◆ What you should do ◆
With the pictures removed, please write out every line below exactly as given.

◆ The records ◆
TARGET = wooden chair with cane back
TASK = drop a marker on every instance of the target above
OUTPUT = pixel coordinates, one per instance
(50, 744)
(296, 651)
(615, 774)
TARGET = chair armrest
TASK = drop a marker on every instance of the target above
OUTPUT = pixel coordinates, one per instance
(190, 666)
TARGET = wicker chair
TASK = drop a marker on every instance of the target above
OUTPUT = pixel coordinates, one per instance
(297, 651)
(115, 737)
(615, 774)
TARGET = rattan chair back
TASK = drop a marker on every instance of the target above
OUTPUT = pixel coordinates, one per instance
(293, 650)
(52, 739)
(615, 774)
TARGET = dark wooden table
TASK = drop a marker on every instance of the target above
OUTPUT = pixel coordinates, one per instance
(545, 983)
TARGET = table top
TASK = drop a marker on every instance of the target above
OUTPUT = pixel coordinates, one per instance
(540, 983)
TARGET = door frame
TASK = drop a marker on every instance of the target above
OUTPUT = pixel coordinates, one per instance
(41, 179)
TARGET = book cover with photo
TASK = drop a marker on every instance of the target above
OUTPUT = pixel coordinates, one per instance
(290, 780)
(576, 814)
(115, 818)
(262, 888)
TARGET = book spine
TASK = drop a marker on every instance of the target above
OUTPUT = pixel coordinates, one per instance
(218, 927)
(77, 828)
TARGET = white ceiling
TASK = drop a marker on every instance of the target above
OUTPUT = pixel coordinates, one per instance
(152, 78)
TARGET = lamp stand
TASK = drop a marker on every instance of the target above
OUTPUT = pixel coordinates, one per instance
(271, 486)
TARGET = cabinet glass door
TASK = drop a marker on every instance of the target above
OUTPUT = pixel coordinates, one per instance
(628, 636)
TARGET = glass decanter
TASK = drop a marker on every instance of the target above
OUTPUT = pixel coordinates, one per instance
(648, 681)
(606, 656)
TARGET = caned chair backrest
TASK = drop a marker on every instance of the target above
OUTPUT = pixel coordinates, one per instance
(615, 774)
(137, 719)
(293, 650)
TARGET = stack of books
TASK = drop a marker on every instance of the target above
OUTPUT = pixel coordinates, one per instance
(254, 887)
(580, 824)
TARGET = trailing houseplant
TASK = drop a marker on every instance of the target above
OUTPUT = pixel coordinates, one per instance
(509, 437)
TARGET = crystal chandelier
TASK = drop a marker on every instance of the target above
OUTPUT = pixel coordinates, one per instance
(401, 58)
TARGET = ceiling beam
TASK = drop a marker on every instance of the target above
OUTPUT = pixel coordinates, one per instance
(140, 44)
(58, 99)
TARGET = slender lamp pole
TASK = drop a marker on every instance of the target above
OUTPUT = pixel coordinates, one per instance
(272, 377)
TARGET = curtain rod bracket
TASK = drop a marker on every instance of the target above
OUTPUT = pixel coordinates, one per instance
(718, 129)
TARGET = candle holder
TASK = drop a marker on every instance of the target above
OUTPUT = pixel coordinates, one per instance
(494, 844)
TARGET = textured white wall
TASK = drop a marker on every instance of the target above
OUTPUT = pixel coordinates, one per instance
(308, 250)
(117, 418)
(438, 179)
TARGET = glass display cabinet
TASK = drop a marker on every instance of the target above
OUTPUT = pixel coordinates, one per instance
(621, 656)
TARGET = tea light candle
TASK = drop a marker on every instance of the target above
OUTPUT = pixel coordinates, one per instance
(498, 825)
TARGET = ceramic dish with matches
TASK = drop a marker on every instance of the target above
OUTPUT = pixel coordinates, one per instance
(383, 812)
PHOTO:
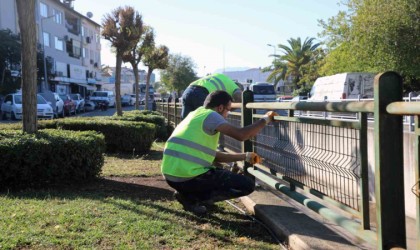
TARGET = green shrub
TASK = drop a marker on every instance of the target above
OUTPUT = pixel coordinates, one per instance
(42, 124)
(49, 157)
(146, 116)
(120, 136)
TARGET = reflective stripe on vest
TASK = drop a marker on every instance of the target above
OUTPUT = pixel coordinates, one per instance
(190, 151)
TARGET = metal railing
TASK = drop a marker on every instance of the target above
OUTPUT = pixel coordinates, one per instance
(328, 158)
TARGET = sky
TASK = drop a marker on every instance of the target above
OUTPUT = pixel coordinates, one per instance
(220, 34)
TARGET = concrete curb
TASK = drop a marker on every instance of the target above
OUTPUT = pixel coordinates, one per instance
(291, 225)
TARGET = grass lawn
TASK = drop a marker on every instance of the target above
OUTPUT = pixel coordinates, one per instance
(131, 207)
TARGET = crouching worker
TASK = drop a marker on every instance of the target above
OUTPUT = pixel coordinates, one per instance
(187, 164)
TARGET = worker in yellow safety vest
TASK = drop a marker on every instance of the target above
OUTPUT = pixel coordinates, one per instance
(190, 155)
(195, 94)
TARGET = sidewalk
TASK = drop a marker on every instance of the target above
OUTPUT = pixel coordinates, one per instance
(302, 228)
(295, 227)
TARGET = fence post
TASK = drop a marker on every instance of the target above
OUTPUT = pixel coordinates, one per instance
(417, 176)
(175, 113)
(168, 113)
(364, 183)
(246, 119)
(389, 165)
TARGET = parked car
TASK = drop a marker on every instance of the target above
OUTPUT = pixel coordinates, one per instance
(56, 103)
(69, 104)
(80, 102)
(133, 98)
(285, 98)
(59, 106)
(126, 100)
(90, 106)
(100, 96)
(299, 98)
(12, 107)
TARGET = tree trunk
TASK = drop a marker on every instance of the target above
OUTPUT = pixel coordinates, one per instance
(146, 99)
(26, 14)
(118, 84)
(136, 88)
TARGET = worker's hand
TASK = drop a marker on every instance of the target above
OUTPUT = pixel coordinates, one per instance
(269, 116)
(253, 158)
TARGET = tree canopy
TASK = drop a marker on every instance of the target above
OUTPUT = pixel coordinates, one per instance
(179, 73)
(375, 36)
(123, 28)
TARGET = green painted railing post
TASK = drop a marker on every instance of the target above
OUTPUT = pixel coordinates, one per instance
(175, 114)
(417, 175)
(389, 165)
(247, 96)
(364, 183)
(168, 113)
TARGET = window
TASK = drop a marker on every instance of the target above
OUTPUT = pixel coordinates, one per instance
(58, 16)
(46, 37)
(43, 8)
(76, 49)
(59, 45)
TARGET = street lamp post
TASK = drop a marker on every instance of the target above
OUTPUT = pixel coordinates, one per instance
(270, 45)
(44, 85)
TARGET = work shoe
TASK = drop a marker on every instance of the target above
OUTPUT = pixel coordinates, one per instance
(190, 206)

◆ Your solution ◆
TARGET = wooden chair with cane back
TASK = drop a marker on every instance of the target above
OUTPUT = pixel coordinates, one per instance
(50, 744)
(296, 651)
(615, 774)
TARGET = chair armrest
TASK = drop a marker on every instance of the target above
OUTPUT = pixel coordinates, one per instance
(190, 666)
TARGET = wicker chair
TASK = drop a marker on every instance of the target above
OUTPUT = pixel coordinates, one per instance
(297, 651)
(115, 737)
(615, 774)
TARGET = rattan chair back
TASK = drop a marker on every instance of the target above
OUTPUT = pixel coordinates, one per instance
(293, 650)
(52, 739)
(615, 774)
TARGET = dark wooden table
TASK = drop a marker on every instance of the target above
OUTPUT = pixel coordinates, one per instance
(545, 983)
TARGET = table top
TASK = drop a marker on every instance of the target above
OUTPUT = pixel coordinates, one per instance
(540, 983)
TARGET = door frame
TASK = drop a marker on every instance of the target above
OUTPUT = pixel coordinates, one per instance
(41, 179)
TARGET = book cover with photo
TASK = drop a marker on every instance of the target above
OUTPUT = pixel coordinates, one per instance
(290, 780)
(576, 814)
(115, 818)
(262, 888)
TARGET = book spine
TASK = drop a marker on every instance of the target above
OUTPUT = pixel coordinates, one per instance
(218, 927)
(77, 828)
TARGET = white ceiling
TASK = drop a marker on every instance of the target above
OUTPUT = pixel coordinates, one per instance
(152, 78)
TARGET = lamp stand
TASK = drop a marker on every instance of the target above
OUTPUT = pixel coordinates, one per instance
(271, 486)
TARGET = cabinet glass door
TASK = drop a marker on every instance of the target above
OUTPUT = pixel coordinates, one per instance
(628, 636)
TARGET = glass decanter
TASK = drop a marker on every instance of the target above
OUTPUT = pixel coordinates, one per instance
(648, 681)
(606, 656)
TARGET = caned chair backrest
TASK = drop a marker on every instance of the target above
OUTPUT = pixel coordinates, one per instance
(615, 774)
(137, 719)
(293, 650)
TARGET = stack of books
TASK = drop a marker on every instance of the target above
OUTPUT = pixel coordinates, one per instance
(254, 887)
(580, 824)
TARGET = trailing houseplant
TASK = drop a marker on every instance of the target above
OUTPUT = pixel coordinates, one per instance
(509, 437)
TARGET = crystal chandelier
TASK = drop a marker on every instance of the target above
OUTPUT = pixel coordinates, one per instance
(401, 58)
TARGET = ceiling beam
TASK = drop a marker on every instance of the target above
OUTPUT = pixel coordinates, one per instance
(140, 44)
(58, 99)
TARGET = slender lamp pole
TASK = drop a marker on every instance of the target above
OUTPUT = pixel coordinates, one per instance
(272, 377)
TARGET = curtain rod bracket
TASK = drop a marker on every instance of the target above
OUTPUT = pixel coordinates, one per instance
(718, 129)
TARGET = candle holder
TASK = drop a marker on every instance of the target above
OUTPUT = pixel coordinates, one per instance
(494, 844)
TARGET = textured white wall
TASK = drop a marker on every instance of the target above
OUTPUT = pixel coordinates, one per instance
(308, 250)
(117, 418)
(438, 179)
TARGET = glass display cabinet
TASK = drop a marker on every instance of the target above
OUTPUT = pixel coordinates, one per instance
(621, 656)
TARGET = tea light candle
TASK = drop a marker on every instance of the target above
OUTPUT = pixel coordinates, one per instance
(498, 825)
TARGET = ceramic dish with matches
TASK = drop a marker on every instance of the target above
OUTPUT = pixel coordinates, one per instance
(383, 812)
PHOTO:
TARGET = green shrub
TASK = drop a marker on every instance of the target above
OUTPUT = pixel coordinates, one per instance
(42, 124)
(49, 157)
(146, 116)
(120, 136)
TARGET = reflective stripe on vest
TASK = drop a marker on every instance of the target above
OUTPUT = pixel coordinates, one per instance
(190, 151)
TARGET = metal railing
TASK = drop a marker on every instance of the target above
OUTPUT = pixel coordinates, one per instance
(328, 158)
TARGET = sky
TASK = drop a marker on every instance of the target above
OUTPUT = pixel coordinates, one per instance
(220, 34)
TARGET = concrete curb
TASK = drop a marker on every instance of the target above
OUTPUT = pixel coordinates, one per instance
(291, 225)
TARGET = grass lawn
TASK = drop a marker on every instance of the target above
OUTPUT = pixel coordinates, one per instance
(131, 207)
TARGET = crouching worker
TASK = drop a marker on every instance of the target above
OUTPUT = pixel coordinates, one per instance
(187, 164)
TARGET = worker in yellow safety vest
TASK = drop a marker on every instance of the target above
OUTPUT = pixel coordinates, one per instance
(190, 155)
(195, 94)
TARGET = sidewalk
TASK = drop a marker on every instance of the target above
OUTPUT = pixel coordinates, one per instance
(302, 228)
(295, 227)
TARGET = fence post
TASK = drop a marker on every instance of the target above
OUTPUT = pixel coordinates, one per instance
(417, 176)
(175, 113)
(168, 113)
(364, 183)
(246, 119)
(389, 165)
TARGET = parked car
TASK = drop a marker on every instance of the target above
OUTPUT = pixel coordinates, one per instance
(56, 103)
(69, 104)
(80, 102)
(133, 98)
(285, 98)
(59, 106)
(126, 100)
(90, 106)
(100, 96)
(299, 98)
(12, 107)
TARGET = tree trunk
TASK = drop a marker on every instance of the target above
OUTPUT = pixel coordinates, one per instance
(146, 99)
(26, 14)
(118, 84)
(136, 88)
TARGET = worker's hand
TASK = drop a marker on every instance of the target above
OUTPUT = pixel coordinates, one per instance
(269, 116)
(253, 158)
TARGET = tree canopy
TASK = drop a marker on every instance of the target above
OUTPUT = pixel coordinates, one per instance
(179, 73)
(375, 36)
(123, 28)
TARGET = green painted railing post
TASK = drop a marker on every instance of the target above
OUTPUT = pixel coordinates, one per instance
(175, 114)
(417, 175)
(389, 165)
(247, 96)
(364, 183)
(168, 113)
TARGET = window
TASK = drop a marker on every instance of the target above
OUTPUT = pixel coordinates, one per instance
(58, 16)
(46, 37)
(43, 8)
(76, 49)
(59, 45)
TARGET = street lamp post
TASK = drop a marker on every instance of the target above
OUTPUT = pixel coordinates, one per instance
(270, 45)
(44, 85)
TARGET = work shoe
TASK = drop a marker on every instance of the target above
OUTPUT = pixel coordinates, one per instance
(190, 206)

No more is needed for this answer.